> Stated exercise
Reproduce the data verbatim, starting at the line that contains "point per instance: guardrail" and ending at the final line of the data.

• • • •

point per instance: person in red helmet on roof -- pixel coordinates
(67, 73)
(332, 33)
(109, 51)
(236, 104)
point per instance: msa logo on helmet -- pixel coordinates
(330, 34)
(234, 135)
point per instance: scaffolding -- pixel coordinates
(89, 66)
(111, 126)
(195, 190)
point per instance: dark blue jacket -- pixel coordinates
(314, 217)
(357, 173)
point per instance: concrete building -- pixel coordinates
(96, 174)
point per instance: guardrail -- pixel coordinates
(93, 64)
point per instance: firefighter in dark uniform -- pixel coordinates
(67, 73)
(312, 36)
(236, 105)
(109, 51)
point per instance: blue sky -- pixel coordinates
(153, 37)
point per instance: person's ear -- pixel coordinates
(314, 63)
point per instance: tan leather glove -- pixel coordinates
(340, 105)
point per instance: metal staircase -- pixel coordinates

• • • •

> Response to this task
point per instance: guardrail -- pixel coordinates
(93, 64)
point per instance: firefighter in dark uniform -- pixel coordinates
(67, 73)
(312, 36)
(236, 105)
(109, 51)
point per instance: blue sky -- pixel coordinates
(153, 37)
point per instance: person's ear -- pixel coordinates
(314, 63)
point per instance: tan leather glove -- pixel coordinates
(340, 105)
point per instance: metal staircase -- pixel coordinates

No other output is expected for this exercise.